*WHAT THIS TASK INVOLVES*.
For the word "cloud", search the records and show each line in which it occurs.

*** Opening SUPPLIED DATA ***

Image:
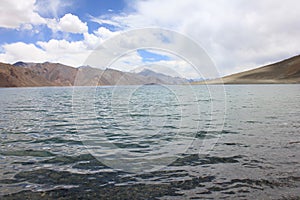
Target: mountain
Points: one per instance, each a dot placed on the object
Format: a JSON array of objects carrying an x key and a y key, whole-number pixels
[
  {"x": 23, "y": 74},
  {"x": 286, "y": 71},
  {"x": 11, "y": 76},
  {"x": 162, "y": 77}
]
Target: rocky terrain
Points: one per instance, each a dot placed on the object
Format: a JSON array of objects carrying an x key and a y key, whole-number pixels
[
  {"x": 286, "y": 71},
  {"x": 23, "y": 74}
]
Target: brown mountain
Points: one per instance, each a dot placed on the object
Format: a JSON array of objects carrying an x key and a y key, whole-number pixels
[
  {"x": 11, "y": 76},
  {"x": 286, "y": 71},
  {"x": 55, "y": 74}
]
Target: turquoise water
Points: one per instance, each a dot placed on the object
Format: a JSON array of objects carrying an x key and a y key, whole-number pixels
[{"x": 146, "y": 142}]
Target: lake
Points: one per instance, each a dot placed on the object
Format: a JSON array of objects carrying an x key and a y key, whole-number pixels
[{"x": 150, "y": 142}]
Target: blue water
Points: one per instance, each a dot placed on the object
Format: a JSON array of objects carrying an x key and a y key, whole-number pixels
[{"x": 150, "y": 142}]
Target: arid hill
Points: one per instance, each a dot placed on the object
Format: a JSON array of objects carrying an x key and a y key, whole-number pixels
[
  {"x": 286, "y": 71},
  {"x": 55, "y": 74}
]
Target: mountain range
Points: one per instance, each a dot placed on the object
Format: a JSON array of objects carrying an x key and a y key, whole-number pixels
[
  {"x": 286, "y": 71},
  {"x": 23, "y": 74}
]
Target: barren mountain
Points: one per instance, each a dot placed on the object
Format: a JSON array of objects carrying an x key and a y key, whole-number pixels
[
  {"x": 11, "y": 76},
  {"x": 286, "y": 71},
  {"x": 55, "y": 74}
]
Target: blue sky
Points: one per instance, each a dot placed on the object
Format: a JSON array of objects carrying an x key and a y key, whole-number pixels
[{"x": 237, "y": 35}]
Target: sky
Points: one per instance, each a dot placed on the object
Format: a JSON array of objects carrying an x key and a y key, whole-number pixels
[{"x": 237, "y": 35}]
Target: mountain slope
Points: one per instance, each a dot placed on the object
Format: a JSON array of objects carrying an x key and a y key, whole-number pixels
[
  {"x": 286, "y": 71},
  {"x": 11, "y": 76},
  {"x": 55, "y": 74},
  {"x": 162, "y": 77}
]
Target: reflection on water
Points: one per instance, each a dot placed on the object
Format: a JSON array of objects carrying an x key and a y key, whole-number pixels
[{"x": 51, "y": 150}]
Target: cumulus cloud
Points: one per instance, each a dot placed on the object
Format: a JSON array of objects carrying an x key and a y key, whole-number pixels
[
  {"x": 14, "y": 13},
  {"x": 237, "y": 35},
  {"x": 68, "y": 23},
  {"x": 73, "y": 53}
]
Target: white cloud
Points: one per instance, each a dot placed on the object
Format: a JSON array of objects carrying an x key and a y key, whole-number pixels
[
  {"x": 52, "y": 8},
  {"x": 68, "y": 23},
  {"x": 14, "y": 13},
  {"x": 22, "y": 52},
  {"x": 72, "y": 53},
  {"x": 237, "y": 34}
]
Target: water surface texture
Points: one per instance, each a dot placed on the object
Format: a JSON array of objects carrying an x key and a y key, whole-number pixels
[{"x": 58, "y": 144}]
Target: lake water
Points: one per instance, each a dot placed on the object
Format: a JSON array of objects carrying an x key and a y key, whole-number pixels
[{"x": 150, "y": 142}]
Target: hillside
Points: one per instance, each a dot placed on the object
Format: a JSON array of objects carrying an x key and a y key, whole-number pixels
[
  {"x": 55, "y": 74},
  {"x": 286, "y": 71}
]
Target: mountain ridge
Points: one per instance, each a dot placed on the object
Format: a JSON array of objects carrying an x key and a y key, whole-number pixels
[
  {"x": 23, "y": 74},
  {"x": 286, "y": 71}
]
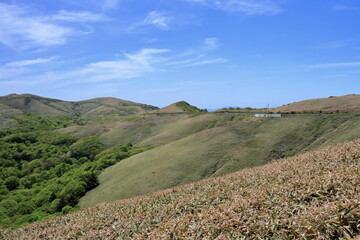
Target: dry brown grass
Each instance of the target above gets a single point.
(315, 195)
(347, 103)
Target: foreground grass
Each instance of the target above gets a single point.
(315, 195)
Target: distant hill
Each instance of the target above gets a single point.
(86, 110)
(310, 196)
(208, 145)
(347, 103)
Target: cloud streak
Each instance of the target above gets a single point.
(246, 7)
(30, 62)
(334, 65)
(20, 30)
(157, 19)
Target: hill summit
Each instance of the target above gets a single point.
(347, 103)
(180, 107)
(85, 110)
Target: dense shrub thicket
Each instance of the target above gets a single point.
(44, 172)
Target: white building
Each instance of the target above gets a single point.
(267, 115)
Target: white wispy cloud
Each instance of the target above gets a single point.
(77, 16)
(198, 55)
(133, 65)
(157, 19)
(110, 4)
(211, 44)
(210, 61)
(334, 65)
(24, 63)
(345, 8)
(246, 7)
(20, 30)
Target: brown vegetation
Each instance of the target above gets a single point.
(315, 195)
(347, 103)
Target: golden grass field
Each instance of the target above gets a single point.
(315, 195)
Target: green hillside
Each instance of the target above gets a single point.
(310, 196)
(190, 144)
(97, 109)
(228, 143)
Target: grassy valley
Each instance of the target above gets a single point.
(312, 196)
(44, 173)
(227, 143)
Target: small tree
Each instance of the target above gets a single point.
(12, 182)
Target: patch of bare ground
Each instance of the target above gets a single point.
(315, 195)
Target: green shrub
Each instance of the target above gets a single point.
(87, 147)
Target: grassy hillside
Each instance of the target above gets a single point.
(227, 143)
(311, 196)
(85, 111)
(347, 103)
(179, 107)
(44, 173)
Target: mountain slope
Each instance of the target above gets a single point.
(347, 103)
(179, 107)
(311, 196)
(231, 142)
(87, 110)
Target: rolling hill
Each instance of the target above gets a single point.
(347, 103)
(88, 110)
(190, 144)
(311, 196)
(227, 143)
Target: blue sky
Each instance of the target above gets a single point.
(211, 53)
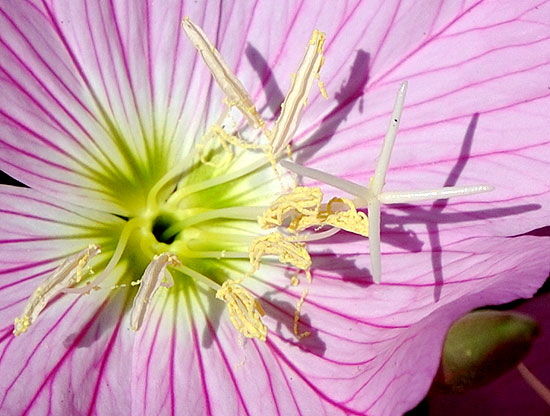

*** Closing SUPPLIED DATA ***

*SOLUTION FOR THIS TASK*.
Target: cumulus cloud
Target: white cloud
Target: cloud streak
Target: white wispy cloud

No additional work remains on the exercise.